-- What needs to be done --
From the material below, pull out every line that contains the string "frame" and copy each one. Treat the match as case-sensitive.

** start of Stored records **

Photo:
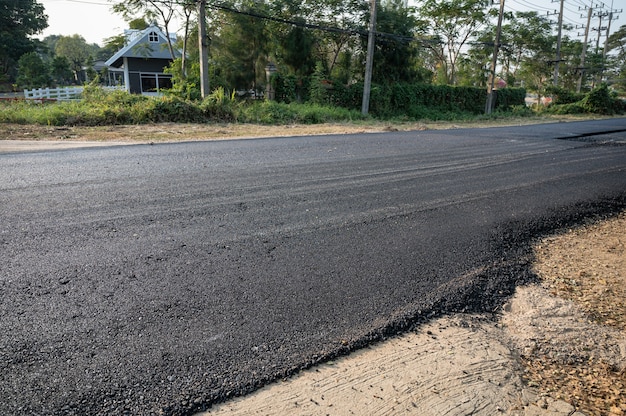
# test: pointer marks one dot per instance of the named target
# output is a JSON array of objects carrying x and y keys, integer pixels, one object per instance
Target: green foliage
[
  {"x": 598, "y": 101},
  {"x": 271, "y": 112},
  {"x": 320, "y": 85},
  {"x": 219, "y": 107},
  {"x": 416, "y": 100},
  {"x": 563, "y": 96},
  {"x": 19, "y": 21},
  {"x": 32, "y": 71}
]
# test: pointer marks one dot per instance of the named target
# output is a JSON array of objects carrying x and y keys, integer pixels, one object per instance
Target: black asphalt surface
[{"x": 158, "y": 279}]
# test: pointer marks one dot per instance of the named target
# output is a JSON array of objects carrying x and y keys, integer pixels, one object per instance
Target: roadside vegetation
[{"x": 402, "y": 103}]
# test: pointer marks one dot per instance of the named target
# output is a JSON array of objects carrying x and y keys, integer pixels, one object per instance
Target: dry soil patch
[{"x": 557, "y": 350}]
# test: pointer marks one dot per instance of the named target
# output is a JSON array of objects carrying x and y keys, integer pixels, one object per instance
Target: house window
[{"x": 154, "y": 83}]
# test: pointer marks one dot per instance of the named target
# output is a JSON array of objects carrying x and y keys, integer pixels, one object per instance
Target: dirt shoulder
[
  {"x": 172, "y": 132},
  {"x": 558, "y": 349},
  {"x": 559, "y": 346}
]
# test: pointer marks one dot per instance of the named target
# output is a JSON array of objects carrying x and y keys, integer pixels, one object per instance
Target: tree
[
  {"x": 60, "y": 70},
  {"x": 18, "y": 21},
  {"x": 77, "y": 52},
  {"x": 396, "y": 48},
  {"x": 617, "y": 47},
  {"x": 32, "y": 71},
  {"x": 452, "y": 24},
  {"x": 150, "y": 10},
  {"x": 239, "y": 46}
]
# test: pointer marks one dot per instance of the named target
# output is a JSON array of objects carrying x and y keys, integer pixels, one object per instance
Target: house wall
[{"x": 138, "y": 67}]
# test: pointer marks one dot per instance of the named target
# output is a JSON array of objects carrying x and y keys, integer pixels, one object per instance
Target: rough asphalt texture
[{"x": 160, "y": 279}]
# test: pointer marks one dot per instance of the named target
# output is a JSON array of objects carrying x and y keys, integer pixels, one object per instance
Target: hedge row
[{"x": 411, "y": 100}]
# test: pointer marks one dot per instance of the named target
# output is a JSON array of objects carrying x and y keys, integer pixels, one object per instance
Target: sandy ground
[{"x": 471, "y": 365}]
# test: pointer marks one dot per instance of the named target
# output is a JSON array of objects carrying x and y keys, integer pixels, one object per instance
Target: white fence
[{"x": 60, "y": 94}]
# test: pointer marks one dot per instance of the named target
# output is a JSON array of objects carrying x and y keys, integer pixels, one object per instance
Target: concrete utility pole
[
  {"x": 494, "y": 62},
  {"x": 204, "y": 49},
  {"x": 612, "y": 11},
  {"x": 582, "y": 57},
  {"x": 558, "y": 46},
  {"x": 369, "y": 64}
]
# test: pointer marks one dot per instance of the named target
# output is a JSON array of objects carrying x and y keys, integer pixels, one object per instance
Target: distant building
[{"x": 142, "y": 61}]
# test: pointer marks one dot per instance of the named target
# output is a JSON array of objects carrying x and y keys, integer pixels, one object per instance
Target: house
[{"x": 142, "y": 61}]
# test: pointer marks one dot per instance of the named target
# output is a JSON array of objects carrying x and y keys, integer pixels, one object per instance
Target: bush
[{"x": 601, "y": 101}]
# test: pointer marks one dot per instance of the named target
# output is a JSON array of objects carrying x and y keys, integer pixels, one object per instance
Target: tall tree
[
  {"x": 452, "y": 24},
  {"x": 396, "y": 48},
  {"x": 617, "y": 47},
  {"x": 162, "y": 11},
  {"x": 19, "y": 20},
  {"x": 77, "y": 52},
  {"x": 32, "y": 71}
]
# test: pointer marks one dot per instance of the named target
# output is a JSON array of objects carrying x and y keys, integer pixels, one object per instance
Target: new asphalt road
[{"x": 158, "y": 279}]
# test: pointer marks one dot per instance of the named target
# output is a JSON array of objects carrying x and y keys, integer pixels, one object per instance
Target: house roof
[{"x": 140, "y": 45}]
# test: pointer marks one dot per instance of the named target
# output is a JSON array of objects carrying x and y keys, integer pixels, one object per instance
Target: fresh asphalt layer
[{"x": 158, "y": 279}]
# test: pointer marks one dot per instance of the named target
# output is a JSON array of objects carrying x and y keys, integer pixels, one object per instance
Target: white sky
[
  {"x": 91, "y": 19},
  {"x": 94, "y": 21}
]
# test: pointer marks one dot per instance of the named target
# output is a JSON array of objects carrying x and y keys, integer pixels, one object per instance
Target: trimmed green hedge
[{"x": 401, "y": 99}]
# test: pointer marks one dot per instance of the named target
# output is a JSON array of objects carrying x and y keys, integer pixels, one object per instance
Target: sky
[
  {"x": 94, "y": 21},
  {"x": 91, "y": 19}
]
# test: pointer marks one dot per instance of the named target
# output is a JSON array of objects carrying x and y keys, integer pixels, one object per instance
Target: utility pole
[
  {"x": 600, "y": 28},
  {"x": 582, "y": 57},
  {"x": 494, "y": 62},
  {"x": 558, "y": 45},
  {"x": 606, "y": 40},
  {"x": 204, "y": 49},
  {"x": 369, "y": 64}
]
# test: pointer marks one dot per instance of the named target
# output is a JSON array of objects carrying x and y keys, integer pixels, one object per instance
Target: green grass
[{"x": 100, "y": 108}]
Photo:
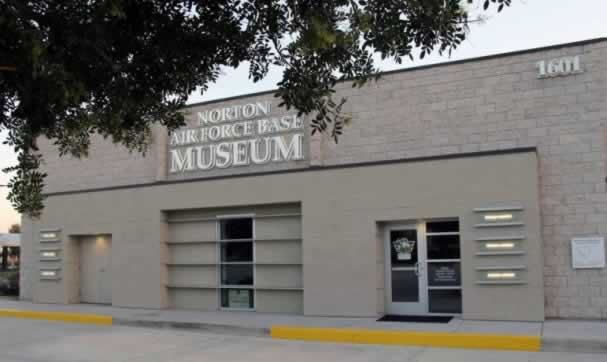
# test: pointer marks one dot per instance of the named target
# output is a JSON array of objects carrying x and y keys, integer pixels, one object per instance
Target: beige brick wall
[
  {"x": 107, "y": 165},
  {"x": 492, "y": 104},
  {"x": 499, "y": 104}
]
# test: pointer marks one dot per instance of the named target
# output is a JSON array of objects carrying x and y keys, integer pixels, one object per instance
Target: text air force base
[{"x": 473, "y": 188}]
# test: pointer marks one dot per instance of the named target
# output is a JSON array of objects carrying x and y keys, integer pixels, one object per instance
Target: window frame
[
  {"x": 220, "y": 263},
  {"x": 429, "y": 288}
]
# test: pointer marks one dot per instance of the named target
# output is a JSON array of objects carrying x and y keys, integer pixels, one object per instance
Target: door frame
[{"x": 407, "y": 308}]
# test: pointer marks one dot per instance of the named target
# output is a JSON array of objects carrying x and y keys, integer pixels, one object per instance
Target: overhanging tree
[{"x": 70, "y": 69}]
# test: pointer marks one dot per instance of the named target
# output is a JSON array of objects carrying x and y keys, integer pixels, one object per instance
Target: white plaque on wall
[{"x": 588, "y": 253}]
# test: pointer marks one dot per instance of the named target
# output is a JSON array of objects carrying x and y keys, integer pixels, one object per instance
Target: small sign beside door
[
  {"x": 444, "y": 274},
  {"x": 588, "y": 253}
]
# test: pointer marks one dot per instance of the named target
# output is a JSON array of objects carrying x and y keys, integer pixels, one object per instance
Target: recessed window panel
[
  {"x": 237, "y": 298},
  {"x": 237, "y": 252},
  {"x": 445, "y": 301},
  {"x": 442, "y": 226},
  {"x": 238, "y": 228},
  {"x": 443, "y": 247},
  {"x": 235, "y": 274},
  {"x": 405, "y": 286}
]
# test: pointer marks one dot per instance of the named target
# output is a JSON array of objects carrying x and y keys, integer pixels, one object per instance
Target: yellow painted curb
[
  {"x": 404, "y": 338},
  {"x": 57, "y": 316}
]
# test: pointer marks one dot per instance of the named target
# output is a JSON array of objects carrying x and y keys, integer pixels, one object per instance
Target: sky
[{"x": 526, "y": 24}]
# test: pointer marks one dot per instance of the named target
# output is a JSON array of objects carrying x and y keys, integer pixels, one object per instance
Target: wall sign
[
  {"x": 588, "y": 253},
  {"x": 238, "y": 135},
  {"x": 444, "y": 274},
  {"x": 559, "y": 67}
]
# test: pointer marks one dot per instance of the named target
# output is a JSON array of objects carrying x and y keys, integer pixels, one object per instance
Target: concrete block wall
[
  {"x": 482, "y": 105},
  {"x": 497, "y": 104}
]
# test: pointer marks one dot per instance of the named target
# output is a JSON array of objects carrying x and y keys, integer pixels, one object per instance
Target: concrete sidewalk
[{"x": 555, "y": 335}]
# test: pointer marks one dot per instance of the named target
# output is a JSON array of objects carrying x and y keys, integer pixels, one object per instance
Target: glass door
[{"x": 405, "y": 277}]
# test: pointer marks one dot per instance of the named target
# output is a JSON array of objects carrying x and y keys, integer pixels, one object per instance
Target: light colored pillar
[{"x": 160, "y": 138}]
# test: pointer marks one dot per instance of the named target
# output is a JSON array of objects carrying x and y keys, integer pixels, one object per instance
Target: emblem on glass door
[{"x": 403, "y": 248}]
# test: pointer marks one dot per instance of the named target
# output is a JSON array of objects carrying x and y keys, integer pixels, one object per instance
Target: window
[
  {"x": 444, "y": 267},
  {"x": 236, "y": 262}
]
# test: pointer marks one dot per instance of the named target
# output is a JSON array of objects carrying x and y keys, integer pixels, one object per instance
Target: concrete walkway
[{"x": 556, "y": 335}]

** end of Stored records **
** start of Stored records **

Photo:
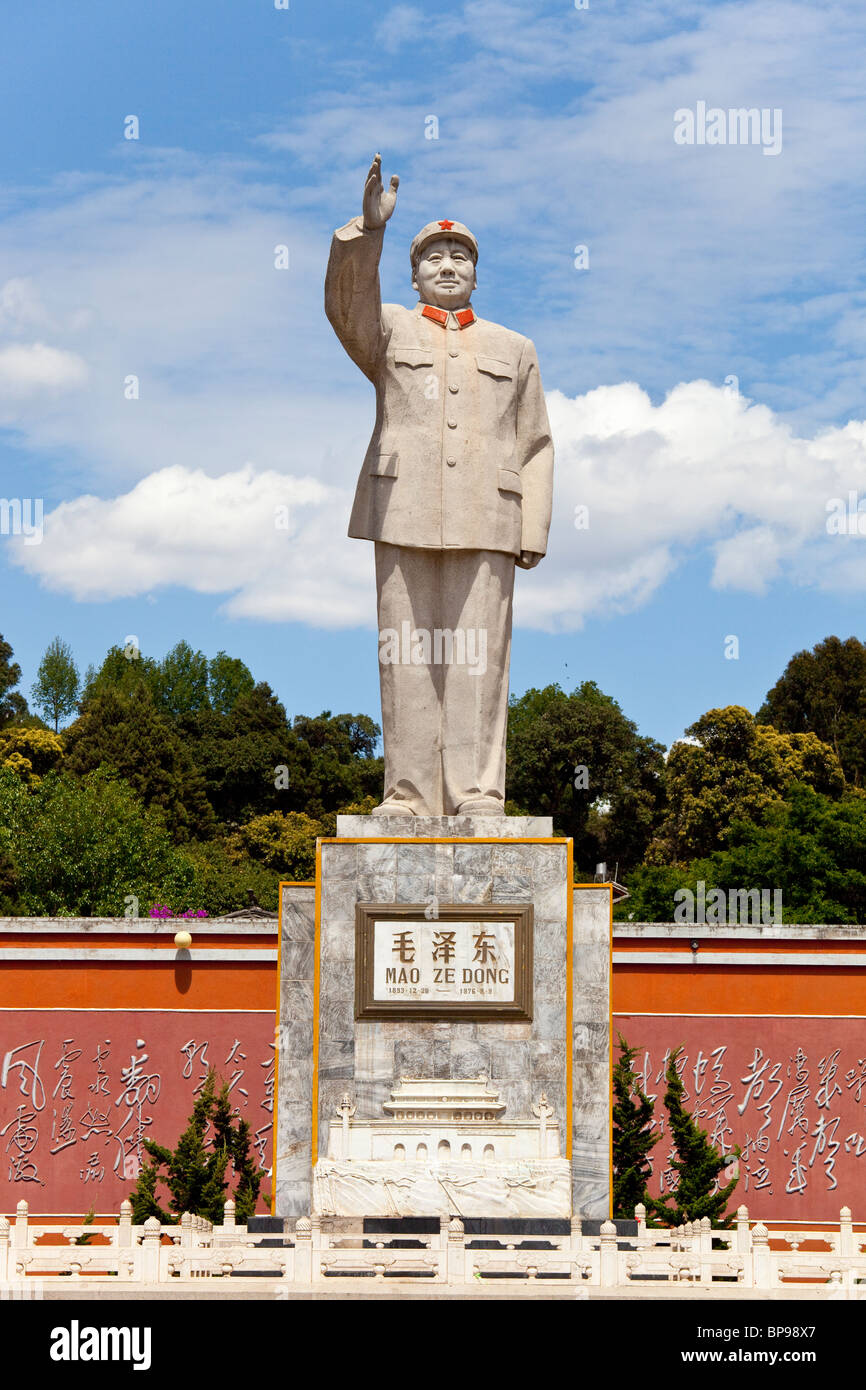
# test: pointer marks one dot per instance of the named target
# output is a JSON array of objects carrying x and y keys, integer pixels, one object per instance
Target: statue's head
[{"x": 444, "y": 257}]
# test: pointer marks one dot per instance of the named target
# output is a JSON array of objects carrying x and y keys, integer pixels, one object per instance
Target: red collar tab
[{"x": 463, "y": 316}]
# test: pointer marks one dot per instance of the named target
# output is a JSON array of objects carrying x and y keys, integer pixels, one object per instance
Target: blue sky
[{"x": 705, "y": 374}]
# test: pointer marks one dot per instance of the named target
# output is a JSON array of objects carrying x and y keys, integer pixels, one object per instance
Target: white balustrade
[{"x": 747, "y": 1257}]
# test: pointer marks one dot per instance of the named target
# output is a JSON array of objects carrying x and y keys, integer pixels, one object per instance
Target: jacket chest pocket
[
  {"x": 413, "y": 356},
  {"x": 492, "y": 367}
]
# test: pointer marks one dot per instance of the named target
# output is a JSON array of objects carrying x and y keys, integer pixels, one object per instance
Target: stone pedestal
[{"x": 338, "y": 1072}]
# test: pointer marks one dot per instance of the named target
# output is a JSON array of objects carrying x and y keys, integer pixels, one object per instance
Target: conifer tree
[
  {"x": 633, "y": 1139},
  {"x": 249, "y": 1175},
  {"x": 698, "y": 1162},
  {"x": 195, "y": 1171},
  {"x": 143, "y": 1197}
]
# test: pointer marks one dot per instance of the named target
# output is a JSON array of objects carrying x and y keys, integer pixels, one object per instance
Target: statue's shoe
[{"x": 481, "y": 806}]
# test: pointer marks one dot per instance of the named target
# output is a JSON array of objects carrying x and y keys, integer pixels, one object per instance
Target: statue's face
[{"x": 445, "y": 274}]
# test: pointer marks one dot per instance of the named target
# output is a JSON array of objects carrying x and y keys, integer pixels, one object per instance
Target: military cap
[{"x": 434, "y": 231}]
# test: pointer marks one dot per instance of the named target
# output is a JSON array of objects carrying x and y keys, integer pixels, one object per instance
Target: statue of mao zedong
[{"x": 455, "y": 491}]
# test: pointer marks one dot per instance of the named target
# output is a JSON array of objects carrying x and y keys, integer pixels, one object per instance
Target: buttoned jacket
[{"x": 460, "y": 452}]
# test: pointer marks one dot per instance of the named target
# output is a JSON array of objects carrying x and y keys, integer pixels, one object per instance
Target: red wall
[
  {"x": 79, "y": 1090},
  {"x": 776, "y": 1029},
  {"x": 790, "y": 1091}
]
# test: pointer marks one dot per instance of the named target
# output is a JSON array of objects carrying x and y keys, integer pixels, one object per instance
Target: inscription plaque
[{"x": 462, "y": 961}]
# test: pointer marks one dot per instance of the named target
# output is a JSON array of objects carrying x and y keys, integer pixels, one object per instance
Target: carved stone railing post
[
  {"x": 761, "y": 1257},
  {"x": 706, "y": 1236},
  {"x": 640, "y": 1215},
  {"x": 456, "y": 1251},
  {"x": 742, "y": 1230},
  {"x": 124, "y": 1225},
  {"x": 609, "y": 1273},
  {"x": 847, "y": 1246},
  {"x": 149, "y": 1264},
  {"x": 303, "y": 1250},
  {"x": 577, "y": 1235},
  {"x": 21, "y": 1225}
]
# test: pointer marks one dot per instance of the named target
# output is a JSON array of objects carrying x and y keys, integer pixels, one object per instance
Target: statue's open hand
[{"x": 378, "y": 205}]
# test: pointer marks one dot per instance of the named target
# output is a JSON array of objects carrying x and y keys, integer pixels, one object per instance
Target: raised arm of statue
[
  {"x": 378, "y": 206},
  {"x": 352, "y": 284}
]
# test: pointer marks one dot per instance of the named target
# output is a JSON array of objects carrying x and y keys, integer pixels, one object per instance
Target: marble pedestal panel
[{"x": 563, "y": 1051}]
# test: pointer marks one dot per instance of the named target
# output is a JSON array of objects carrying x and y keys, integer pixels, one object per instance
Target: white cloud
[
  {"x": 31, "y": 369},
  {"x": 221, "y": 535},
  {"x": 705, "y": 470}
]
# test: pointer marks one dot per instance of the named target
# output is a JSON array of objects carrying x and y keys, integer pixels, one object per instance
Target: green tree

** end of Stored records **

-- Expected answer --
Target: window frame
Target: door frame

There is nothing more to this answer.